*Extracted records*.
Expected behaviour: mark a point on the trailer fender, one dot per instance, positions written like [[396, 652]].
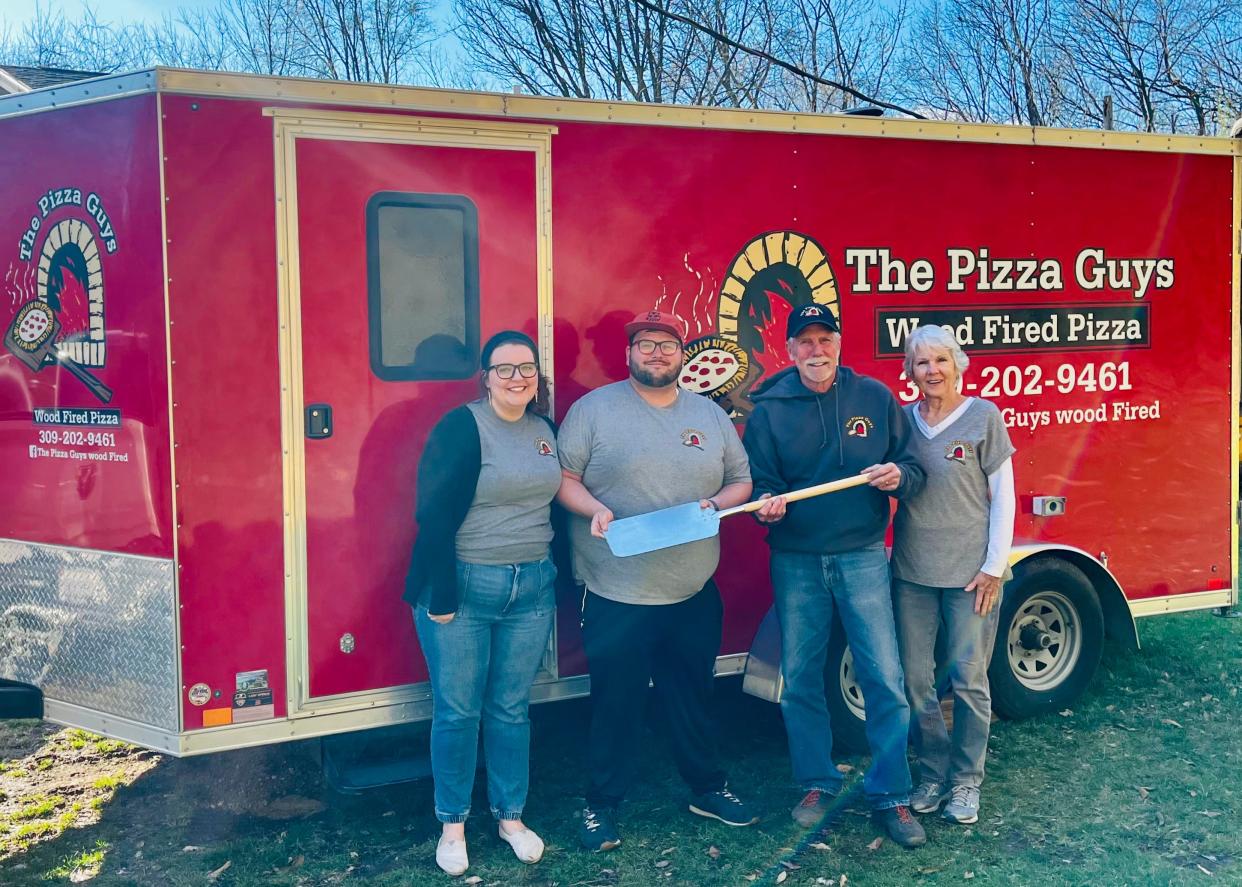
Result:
[[1118, 619], [763, 677]]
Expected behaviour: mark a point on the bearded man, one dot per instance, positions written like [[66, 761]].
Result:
[[651, 619]]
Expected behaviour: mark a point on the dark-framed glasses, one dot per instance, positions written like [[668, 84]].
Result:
[[668, 347], [528, 370]]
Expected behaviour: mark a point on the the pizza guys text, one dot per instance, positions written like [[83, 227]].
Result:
[[877, 270]]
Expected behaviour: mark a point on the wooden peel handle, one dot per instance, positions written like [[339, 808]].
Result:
[[799, 495]]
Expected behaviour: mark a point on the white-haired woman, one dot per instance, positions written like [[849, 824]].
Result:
[[950, 550]]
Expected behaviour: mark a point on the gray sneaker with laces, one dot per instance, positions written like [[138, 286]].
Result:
[[963, 805], [928, 796]]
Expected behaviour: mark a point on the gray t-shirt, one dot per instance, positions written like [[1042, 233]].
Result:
[[940, 536], [509, 519], [636, 457]]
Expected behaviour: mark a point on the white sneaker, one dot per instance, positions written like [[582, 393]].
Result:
[[451, 856], [527, 845]]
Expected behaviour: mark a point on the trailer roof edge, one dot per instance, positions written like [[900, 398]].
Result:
[[78, 92], [301, 90]]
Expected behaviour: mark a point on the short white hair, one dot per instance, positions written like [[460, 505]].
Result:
[[930, 336]]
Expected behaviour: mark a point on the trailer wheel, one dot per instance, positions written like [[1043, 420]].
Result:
[[1048, 642], [846, 706]]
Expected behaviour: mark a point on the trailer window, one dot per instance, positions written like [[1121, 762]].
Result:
[[422, 285]]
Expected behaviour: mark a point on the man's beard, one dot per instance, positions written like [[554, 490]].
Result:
[[653, 378]]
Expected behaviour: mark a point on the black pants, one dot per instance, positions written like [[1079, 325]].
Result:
[[673, 646]]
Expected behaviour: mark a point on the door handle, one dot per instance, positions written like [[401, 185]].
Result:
[[318, 421]]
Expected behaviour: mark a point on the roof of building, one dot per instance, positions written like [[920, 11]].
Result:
[[39, 77]]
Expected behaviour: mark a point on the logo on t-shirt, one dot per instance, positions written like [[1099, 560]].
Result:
[[858, 426], [958, 451]]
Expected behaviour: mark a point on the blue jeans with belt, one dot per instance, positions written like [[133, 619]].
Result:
[[809, 589], [482, 665]]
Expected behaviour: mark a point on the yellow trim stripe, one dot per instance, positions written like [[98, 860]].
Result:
[[296, 90]]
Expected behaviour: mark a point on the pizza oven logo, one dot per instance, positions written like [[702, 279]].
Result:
[[58, 298], [860, 426], [958, 451], [773, 276]]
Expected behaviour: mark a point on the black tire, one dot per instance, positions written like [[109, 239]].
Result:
[[843, 696], [1057, 606]]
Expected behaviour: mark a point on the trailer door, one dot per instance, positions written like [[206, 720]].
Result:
[[409, 241]]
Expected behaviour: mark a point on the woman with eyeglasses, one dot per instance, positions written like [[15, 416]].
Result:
[[481, 586]]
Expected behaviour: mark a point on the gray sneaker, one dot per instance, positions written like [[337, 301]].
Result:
[[963, 805], [814, 806], [928, 796]]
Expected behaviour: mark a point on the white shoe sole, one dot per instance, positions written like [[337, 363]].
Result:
[[708, 814], [516, 840], [451, 864]]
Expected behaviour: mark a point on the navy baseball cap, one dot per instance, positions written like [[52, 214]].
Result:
[[807, 314]]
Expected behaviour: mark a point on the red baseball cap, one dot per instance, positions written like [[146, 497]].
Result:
[[662, 321]]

*WHAT IS EXPECTED*. The answer must be a single number: the count of lines in the records above that contain the word "with".

*REPLY TO THE TASK*. 3